> [Фрагмент текста]:
※ ※ ※

Орбели повернул к великолепному Невскому проспекту, который поэт Александр Блок считал «самым лирическим, самым поэтичным в мире». Там, как нигде, чудилась в женщинах неразгаданная тайна. Там их внешность напоминала о неведомой красоте, о призрачности надежд… Город всегда производил глубокое впечатление: на некоторых угнетающее, таинственное, трагическое, другим он казался эфирно-легким, чудесным, волшебным. Ленин видел здесь жестокую эксплуатацию, трущобы, созревшие для агитации, тайных заговоров, революции. Для Романовых это был центр вселенной, местопребывание абсолютной власти, которую благословила православная церковь.
Город всегда вызывал представление о высшем совершенстве. Он покорял величием пространств, красотой планировки, сочетанием воды и камня, массивных гранитных зданий и стройных мостов, низко нависшими небесами и бесконечным зимним холодом и снегом. Мастерская России, российская лаборатория, колыбель российской науки и искусства. Здесь открыл свою периодическую систему элементов Менделеев. Павлов здесь вырабатывал у собак условные рефлексы. Здесь Мусоргский писал свою неистовую мрачную музыку, покоряли сердца великих князей прелестные ножки Павловой, императорский балет дал миру Бакста, Дягилева, Фокина и Нижинского.
Ленинград был центром творческой жизни России. В субботу 21 июня весь день шли репетиции в залах Государственной балетной школы на Александрийской площади. Возглавлявшая русскую балетную школу великая Агриппина Ваганова была строгой воспитательницей. В воскресенье 22-го предстояло выступление в кордебалете Мариинского театра по случаю 30-й годовщины со времени дебюта балерины Е.М. Луком. А в среду 25-го должен был состояться выпускной спектакль класса Вагановой – балет «Бэлла». Вагановой было 63, но она была по-прежнему энергична, и, по словам одной из ее учениц, «мадам Ваганова была, как всегда, строга».
В ту субботу Карл Эллиасберг, руководитель симфонического оркестра Ленинградского радиокомитета, вернулся домой на Васильевский остров довольно поздно. У него тоже весь день были репетиции. Теперь он сел почитать газету и обратил внимание, что в воскресенье в Екатерининском дворце в Пушкине откроется выставка по случаю столетия со дня смерти Лермонтова. Он решил пойти. У другого крупного музыканта, композитора Дмитрия Шостаковича, были совсем другие планы. Шостакович, футбольный болельщик, днем в субботу купил билеты на матч, который должен был состояться на стадионе «Динамо» в воскресенье 22-го.

※ ※ ※

> [Письменное задание 1]:
Какой балет, согласно фрагменту о Ленинграде, должен был стать выпускным спектаклем класса Вагановой?
> [Письменное задание 2]:
Выпишите из фрагмента о Ленинграде без изменений отрывок между словами «Город всегда вызывал» и «Фокина и Нижинского.» включительно.

※ ※ ※

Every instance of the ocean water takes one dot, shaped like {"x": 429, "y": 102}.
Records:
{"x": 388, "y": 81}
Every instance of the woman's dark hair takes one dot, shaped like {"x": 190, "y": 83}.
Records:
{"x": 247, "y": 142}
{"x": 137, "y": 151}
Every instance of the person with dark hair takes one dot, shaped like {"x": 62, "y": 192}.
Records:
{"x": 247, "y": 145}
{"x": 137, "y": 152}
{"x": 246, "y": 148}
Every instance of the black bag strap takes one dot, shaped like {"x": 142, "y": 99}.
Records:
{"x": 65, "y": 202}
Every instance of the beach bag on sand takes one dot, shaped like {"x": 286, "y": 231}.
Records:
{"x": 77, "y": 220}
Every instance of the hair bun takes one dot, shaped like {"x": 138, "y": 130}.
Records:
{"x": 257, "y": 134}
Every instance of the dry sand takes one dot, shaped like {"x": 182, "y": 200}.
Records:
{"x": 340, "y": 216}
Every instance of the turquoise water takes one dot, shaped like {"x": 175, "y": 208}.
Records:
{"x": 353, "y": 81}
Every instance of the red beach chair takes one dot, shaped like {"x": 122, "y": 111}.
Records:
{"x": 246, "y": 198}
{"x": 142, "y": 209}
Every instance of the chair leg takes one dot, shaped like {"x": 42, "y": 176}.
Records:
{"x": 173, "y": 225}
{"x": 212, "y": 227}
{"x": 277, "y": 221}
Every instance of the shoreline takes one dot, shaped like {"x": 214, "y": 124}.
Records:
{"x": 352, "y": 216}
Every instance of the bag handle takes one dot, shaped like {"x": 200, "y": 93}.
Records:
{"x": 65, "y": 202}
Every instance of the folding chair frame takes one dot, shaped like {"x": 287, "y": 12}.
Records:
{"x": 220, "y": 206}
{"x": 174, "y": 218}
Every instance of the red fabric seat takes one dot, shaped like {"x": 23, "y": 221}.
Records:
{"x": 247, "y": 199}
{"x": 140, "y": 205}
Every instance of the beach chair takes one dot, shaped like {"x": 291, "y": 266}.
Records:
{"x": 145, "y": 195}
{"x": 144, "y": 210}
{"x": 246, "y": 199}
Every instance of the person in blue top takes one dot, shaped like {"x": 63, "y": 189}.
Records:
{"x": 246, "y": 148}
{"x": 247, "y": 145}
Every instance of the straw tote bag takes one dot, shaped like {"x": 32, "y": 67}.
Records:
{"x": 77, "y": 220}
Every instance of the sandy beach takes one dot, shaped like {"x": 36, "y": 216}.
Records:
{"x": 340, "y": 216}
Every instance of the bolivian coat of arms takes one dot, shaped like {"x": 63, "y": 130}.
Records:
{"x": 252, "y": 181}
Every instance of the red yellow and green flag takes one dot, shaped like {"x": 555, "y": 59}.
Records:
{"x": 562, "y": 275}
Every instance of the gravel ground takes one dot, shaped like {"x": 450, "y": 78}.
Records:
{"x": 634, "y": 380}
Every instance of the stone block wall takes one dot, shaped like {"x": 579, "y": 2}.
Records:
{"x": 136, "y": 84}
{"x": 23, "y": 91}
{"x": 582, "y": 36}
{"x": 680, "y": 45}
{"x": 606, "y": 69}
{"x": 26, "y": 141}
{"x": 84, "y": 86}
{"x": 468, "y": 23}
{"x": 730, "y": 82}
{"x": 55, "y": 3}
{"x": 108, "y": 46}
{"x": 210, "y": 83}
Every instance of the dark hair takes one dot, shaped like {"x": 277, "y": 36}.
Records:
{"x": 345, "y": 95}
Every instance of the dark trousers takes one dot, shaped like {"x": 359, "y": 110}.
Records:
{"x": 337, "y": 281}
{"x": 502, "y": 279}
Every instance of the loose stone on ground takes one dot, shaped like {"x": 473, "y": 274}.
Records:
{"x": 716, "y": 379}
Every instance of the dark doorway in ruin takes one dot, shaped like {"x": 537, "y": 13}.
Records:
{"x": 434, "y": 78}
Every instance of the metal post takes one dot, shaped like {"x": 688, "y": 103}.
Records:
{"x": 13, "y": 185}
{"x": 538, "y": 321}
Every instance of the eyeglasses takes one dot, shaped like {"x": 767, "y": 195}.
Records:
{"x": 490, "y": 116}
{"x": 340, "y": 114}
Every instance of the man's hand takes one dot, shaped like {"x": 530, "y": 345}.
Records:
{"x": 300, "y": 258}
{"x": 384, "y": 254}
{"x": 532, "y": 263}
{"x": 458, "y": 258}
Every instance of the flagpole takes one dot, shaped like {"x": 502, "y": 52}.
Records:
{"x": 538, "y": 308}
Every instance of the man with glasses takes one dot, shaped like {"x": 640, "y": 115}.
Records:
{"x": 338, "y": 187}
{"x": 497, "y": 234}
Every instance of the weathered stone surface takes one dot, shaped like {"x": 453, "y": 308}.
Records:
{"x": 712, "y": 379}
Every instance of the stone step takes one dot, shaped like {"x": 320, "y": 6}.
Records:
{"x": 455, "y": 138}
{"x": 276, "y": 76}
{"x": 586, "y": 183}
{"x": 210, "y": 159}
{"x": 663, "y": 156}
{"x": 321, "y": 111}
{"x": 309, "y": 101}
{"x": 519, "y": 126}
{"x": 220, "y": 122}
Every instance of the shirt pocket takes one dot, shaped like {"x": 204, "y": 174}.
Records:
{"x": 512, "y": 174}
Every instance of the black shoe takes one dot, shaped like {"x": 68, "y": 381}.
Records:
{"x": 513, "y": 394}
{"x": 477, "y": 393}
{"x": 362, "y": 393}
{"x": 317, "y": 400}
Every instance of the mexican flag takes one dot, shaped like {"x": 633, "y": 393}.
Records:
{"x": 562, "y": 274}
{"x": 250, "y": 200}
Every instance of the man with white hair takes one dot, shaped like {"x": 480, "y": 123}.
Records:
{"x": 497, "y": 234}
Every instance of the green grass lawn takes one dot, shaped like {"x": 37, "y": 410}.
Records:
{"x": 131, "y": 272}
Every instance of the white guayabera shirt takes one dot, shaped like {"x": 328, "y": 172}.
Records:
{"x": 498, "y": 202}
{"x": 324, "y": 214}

※ ※ ※

> [Ожидаемый ответ 1]:
Балет «Бэлла».

> [Ожидаемый ответ 2]:
Город всегда вызывал представление о высшем совершенстве. Он покорял величием пространств, красотой планировки, сочетанием воды и камня, массивных гранитных зданий и стройных мостов, низко нависшими небесами и бесконечным зимним холодом и снегом. Мастерская России, российская лаборатория, колыбель российской науки и искусства. Здесь открыл свою периодическую систему элементов Менделеев. Павлов здесь вырабатывал у собак условные рефлексы. Здесь Мусоргский писал свою неистовую мрачную музыку, покоряли сердца великих князей прелестные ножки Павловой, императорский балет дал миру Бакста, Дягилева, Фокина и Нижинского.